» Source records:
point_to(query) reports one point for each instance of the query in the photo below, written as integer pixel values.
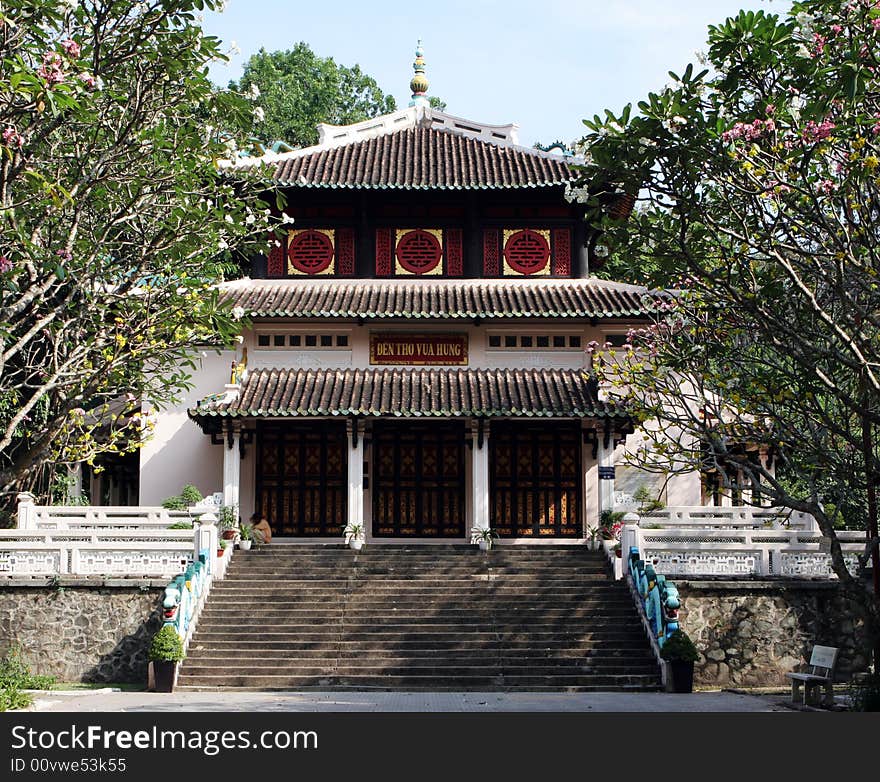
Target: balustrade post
(27, 511)
(355, 432)
(205, 539)
(231, 470)
(480, 476)
(629, 537)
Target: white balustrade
(62, 517)
(744, 551)
(97, 552)
(737, 517)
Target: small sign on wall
(419, 349)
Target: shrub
(679, 647)
(10, 698)
(864, 695)
(166, 645)
(15, 673)
(191, 495)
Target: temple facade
(418, 356)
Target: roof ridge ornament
(419, 82)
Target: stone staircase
(296, 617)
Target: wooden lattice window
(419, 251)
(527, 252)
(310, 252)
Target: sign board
(404, 348)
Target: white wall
(179, 453)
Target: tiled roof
(417, 158)
(446, 299)
(479, 393)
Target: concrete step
(598, 682)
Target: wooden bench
(821, 673)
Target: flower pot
(682, 675)
(163, 671)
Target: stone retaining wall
(751, 632)
(89, 630)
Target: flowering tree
(116, 219)
(297, 89)
(759, 190)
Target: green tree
(116, 220)
(759, 195)
(296, 89)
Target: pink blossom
(749, 131)
(12, 138)
(71, 48)
(813, 132)
(51, 70)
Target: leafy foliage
(297, 89)
(115, 220)
(758, 187)
(679, 646)
(15, 676)
(166, 645)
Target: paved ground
(105, 701)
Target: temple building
(417, 360)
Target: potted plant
(247, 537)
(166, 651)
(483, 537)
(610, 523)
(681, 654)
(227, 522)
(354, 536)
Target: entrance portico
(421, 454)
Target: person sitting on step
(261, 528)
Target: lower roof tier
(367, 299)
(472, 393)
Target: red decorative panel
(383, 252)
(562, 252)
(454, 257)
(526, 252)
(419, 251)
(276, 257)
(491, 261)
(310, 252)
(345, 252)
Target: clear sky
(544, 64)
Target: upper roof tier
(441, 299)
(417, 148)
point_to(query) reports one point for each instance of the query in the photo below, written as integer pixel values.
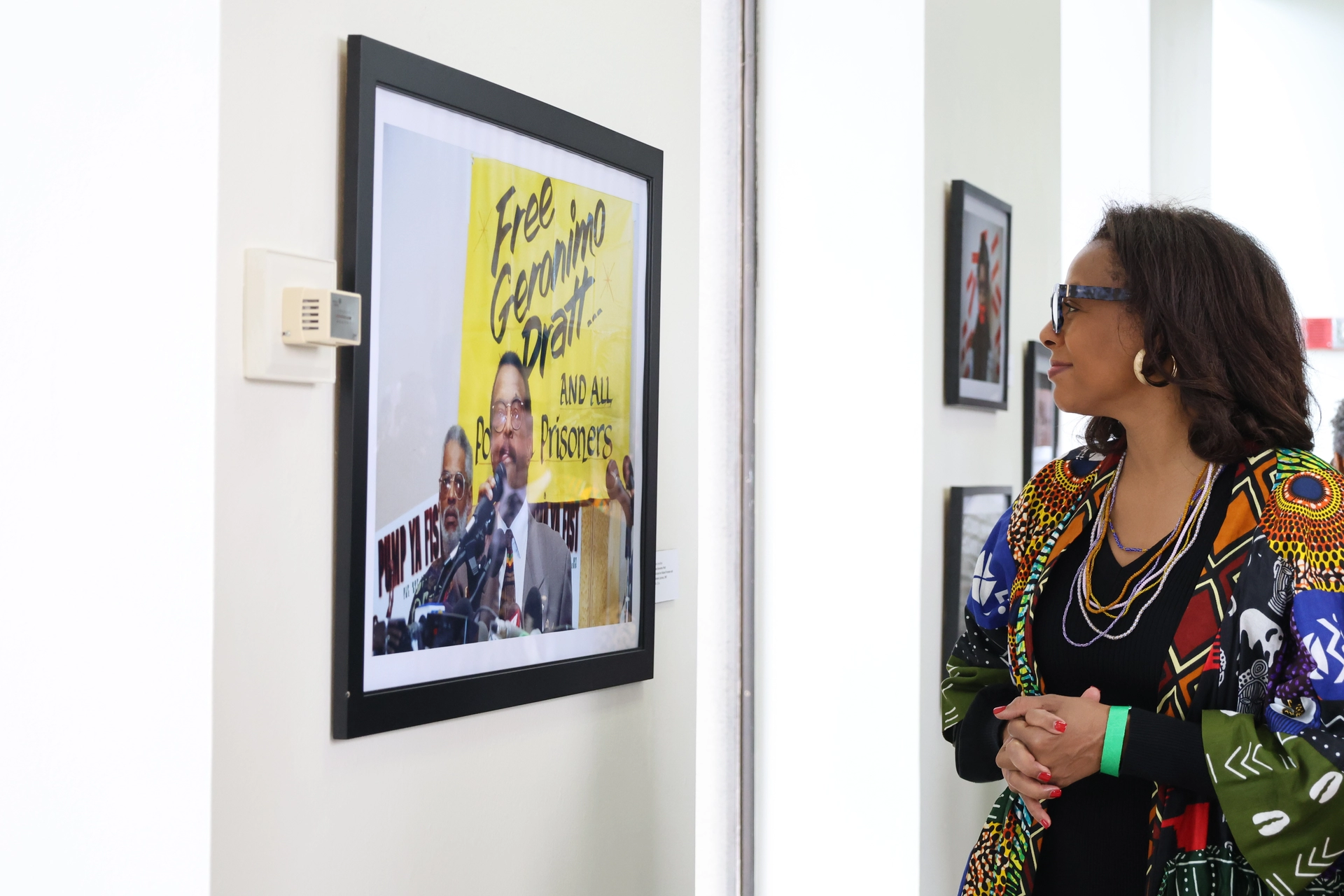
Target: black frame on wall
(953, 599)
(371, 64)
(952, 298)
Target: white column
(1180, 94)
(839, 448)
(1105, 125)
(723, 465)
(109, 172)
(1278, 83)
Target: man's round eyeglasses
(454, 482)
(1063, 290)
(511, 414)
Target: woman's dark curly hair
(1210, 298)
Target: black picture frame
(972, 391)
(958, 552)
(1035, 381)
(371, 65)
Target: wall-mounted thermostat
(1324, 332)
(274, 348)
(319, 317)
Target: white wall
(1278, 83)
(990, 69)
(108, 174)
(840, 183)
(1105, 113)
(421, 811)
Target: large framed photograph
(976, 298)
(498, 426)
(972, 514)
(1040, 415)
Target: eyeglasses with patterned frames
(1066, 290)
(454, 482)
(511, 414)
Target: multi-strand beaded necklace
(1149, 578)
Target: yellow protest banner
(550, 277)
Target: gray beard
(451, 536)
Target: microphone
(480, 526)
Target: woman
(1159, 669)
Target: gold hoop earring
(1139, 367)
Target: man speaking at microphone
(530, 586)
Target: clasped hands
(1050, 743)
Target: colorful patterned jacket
(1259, 659)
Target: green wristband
(1114, 742)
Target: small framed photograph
(972, 514)
(1040, 415)
(498, 426)
(976, 300)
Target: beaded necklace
(1175, 546)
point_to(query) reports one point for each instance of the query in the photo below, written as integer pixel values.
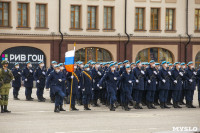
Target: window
(4, 14)
(108, 18)
(22, 15)
(157, 54)
(139, 19)
(75, 17)
(197, 19)
(169, 24)
(41, 15)
(92, 12)
(155, 18)
(95, 54)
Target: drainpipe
(189, 37)
(60, 44)
(125, 25)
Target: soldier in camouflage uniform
(6, 77)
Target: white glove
(142, 72)
(155, 72)
(169, 73)
(164, 80)
(99, 73)
(180, 73)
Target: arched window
(156, 54)
(92, 53)
(197, 60)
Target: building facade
(103, 30)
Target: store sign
(23, 54)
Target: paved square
(35, 117)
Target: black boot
(153, 107)
(112, 108)
(2, 110)
(126, 108)
(175, 105)
(6, 110)
(73, 108)
(86, 107)
(162, 105)
(192, 106)
(188, 104)
(57, 110)
(149, 105)
(132, 103)
(61, 108)
(178, 105)
(165, 106)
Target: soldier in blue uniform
(176, 77)
(86, 84)
(75, 86)
(27, 77)
(190, 76)
(182, 93)
(97, 75)
(156, 97)
(55, 80)
(40, 79)
(52, 96)
(16, 83)
(164, 84)
(139, 83)
(112, 77)
(151, 78)
(198, 85)
(127, 80)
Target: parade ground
(38, 117)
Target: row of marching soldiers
(112, 83)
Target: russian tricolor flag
(69, 60)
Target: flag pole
(72, 82)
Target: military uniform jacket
(151, 75)
(190, 74)
(28, 74)
(40, 74)
(138, 76)
(110, 81)
(17, 76)
(166, 75)
(178, 76)
(125, 80)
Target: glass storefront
(92, 53)
(156, 54)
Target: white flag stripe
(69, 53)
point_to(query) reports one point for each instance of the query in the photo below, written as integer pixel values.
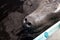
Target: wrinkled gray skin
(44, 16)
(13, 22)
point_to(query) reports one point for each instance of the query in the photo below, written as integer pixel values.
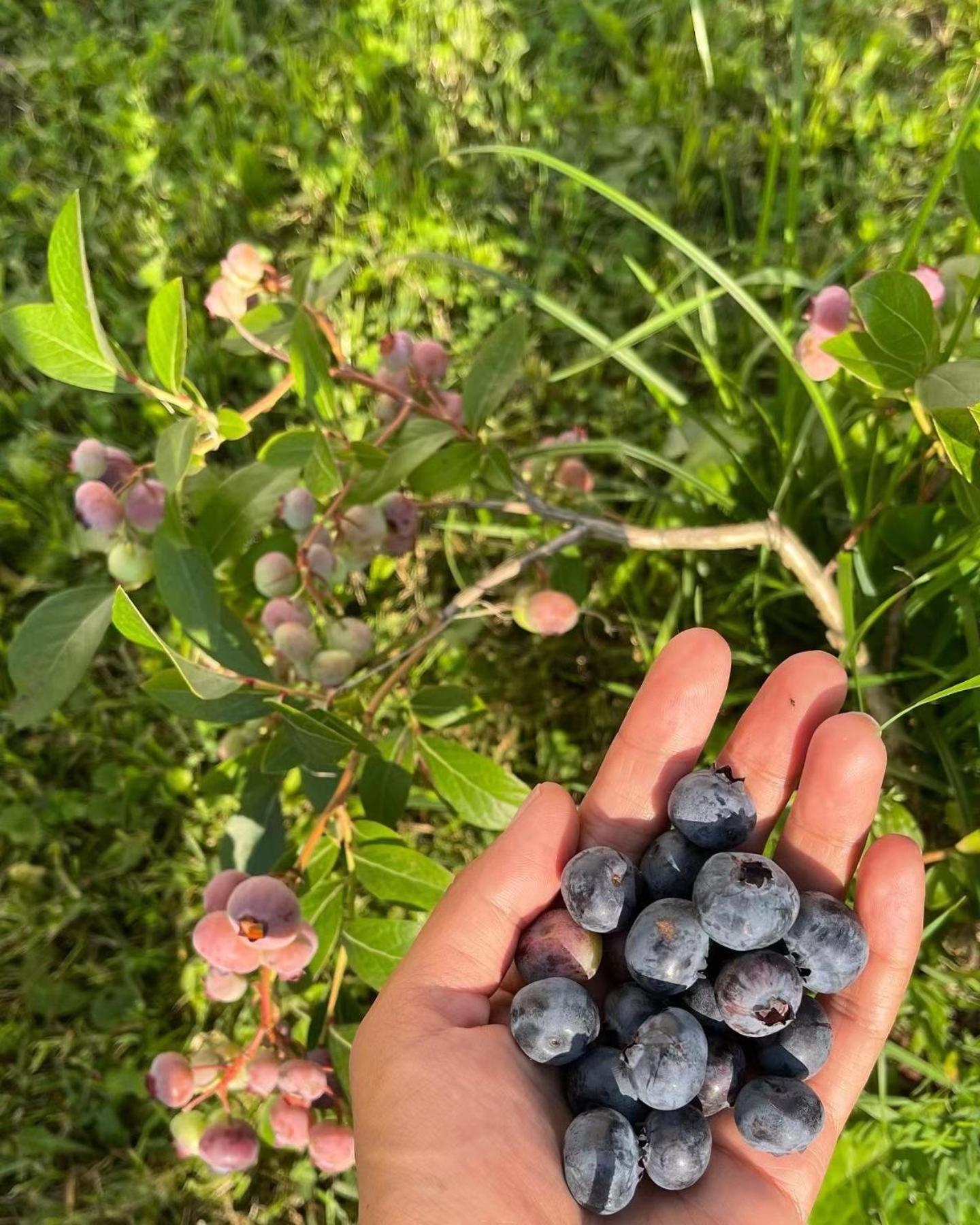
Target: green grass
(789, 137)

» The problem:
Return the complete material exactly as it appears, without images.

» Exercise result:
point_to(query) reports one point for each instance of the query in the photo below, written as integer pixel values.
Target: balustrade post
(27, 511)
(355, 432)
(205, 539)
(231, 470)
(480, 476)
(629, 537)
Target: white balustrade
(62, 517)
(744, 551)
(97, 552)
(737, 517)
Target: small sign on wall
(419, 349)
Target: shrub
(679, 647)
(10, 698)
(864, 695)
(166, 645)
(15, 673)
(191, 495)
Target: temple facade
(418, 356)
Target: roof ridge ornament
(419, 82)
Target: stone staircase
(296, 617)
Target: wooden lattice window
(419, 251)
(527, 252)
(310, 252)
Target: sign board
(404, 348)
Target: white wall
(179, 453)
Target: tiled roof
(417, 158)
(446, 299)
(479, 393)
Target: concrete step
(598, 682)
Target: wooden bench
(821, 673)
Target: flower pot
(682, 675)
(163, 671)
Target: stone retaining wall
(751, 632)
(89, 630)
Target: flowering tree
(116, 219)
(297, 89)
(759, 190)
Target: green tree
(116, 220)
(759, 195)
(296, 89)
Target: pink blossom
(749, 131)
(12, 138)
(71, 48)
(813, 132)
(51, 70)
Target: leafy foliage
(297, 89)
(115, 220)
(758, 187)
(679, 646)
(15, 676)
(166, 645)
Target: paved ground
(105, 701)
Target: temple building
(417, 360)
Target: potted plant
(247, 537)
(166, 651)
(483, 537)
(610, 523)
(681, 654)
(227, 522)
(354, 536)
Target: entrance portico
(421, 454)
Target: person sitting on step
(261, 528)
Target: lower roof tier
(367, 299)
(472, 393)
Target: red decorative panel
(383, 252)
(562, 252)
(454, 257)
(526, 252)
(419, 251)
(276, 257)
(491, 261)
(310, 252)
(345, 252)
Target: clear sky
(544, 64)
Target: upper roof tier
(441, 299)
(417, 148)
point_to(query) reports one point for each instance of the query in the photo below, written as integer pixel values.
Target: black frame on wall
(953, 599)
(371, 64)
(952, 298)
Target: white column
(1180, 94)
(839, 448)
(1105, 125)
(723, 465)
(109, 172)
(1278, 83)
Target: man's round eyeglasses
(454, 482)
(1063, 290)
(511, 414)
Target: woman's dark curly hair
(1210, 298)
Target: black picture frame
(972, 391)
(958, 552)
(1035, 381)
(371, 65)
Target: wall-mounted thermostat
(1324, 332)
(274, 348)
(319, 317)
Target: white wall
(1278, 83)
(990, 69)
(108, 174)
(840, 183)
(1105, 113)
(421, 811)
Target: large framed photograph
(976, 298)
(498, 426)
(972, 514)
(1040, 415)
Target: eyeglasses with patterned frames
(1066, 290)
(454, 482)
(511, 414)
Target: multi-strand beaded necklace
(1149, 578)
Target: yellow protest banner
(550, 277)
Target: gray beard
(451, 536)
Target: microphone
(480, 526)
Target: woman
(1159, 669)
Target: gold hoop earring
(1139, 367)
Target: man speaking at microphone
(530, 586)
Target: clasped hands
(1050, 743)
Target: colorful patterned jacket
(1259, 659)
Target: green wristband
(1114, 742)
Target: small framed photograph
(972, 514)
(1040, 415)
(498, 426)
(976, 300)
Target: beaded necklace
(1175, 546)
point_to(query) reports one point for each instance of the query in the photo below, written as integer pixel values.
Target: window
(4, 14)
(108, 18)
(22, 15)
(157, 54)
(139, 19)
(75, 17)
(197, 19)
(169, 24)
(41, 15)
(92, 12)
(155, 18)
(95, 54)
Target: drainpipe
(189, 37)
(60, 44)
(125, 25)
Target: soldier in camouflage uniform
(6, 77)
Target: white glove
(142, 72)
(155, 72)
(169, 73)
(164, 80)
(99, 73)
(180, 73)
Target: arched window
(156, 54)
(92, 53)
(197, 60)
Target: building facade
(103, 30)
Target: store sign
(23, 54)
Target: paved square
(35, 117)
Target: black boot
(153, 107)
(112, 108)
(2, 110)
(126, 108)
(175, 105)
(6, 110)
(73, 108)
(86, 107)
(162, 105)
(192, 106)
(188, 104)
(57, 110)
(149, 105)
(132, 103)
(61, 108)
(178, 105)
(165, 106)
Target: soldier in blue uniform
(176, 77)
(86, 84)
(75, 86)
(27, 77)
(190, 76)
(182, 93)
(97, 75)
(156, 97)
(55, 80)
(40, 79)
(52, 96)
(16, 83)
(164, 84)
(139, 83)
(112, 77)
(151, 78)
(198, 85)
(127, 80)
Target: parade ground
(38, 117)
Target: row of marching soldiers
(112, 83)
Target: russian tricolor flag
(69, 60)
Target: flag pole
(72, 82)
Target: military uniform jacket
(151, 75)
(190, 74)
(28, 74)
(40, 74)
(138, 76)
(110, 81)
(17, 76)
(166, 75)
(178, 76)
(125, 80)
Target: glass storefront
(92, 53)
(156, 54)
Target: white flag stripe
(69, 53)
point_to(query) reports one point for each instance of the query in the photo below, written as integer pixel values.
Target: wrinkled gray skin
(44, 16)
(13, 22)
point_to(query) reports one point for each instance of the query in the photo below, written as integer pixel values.
Target: green grass
(789, 137)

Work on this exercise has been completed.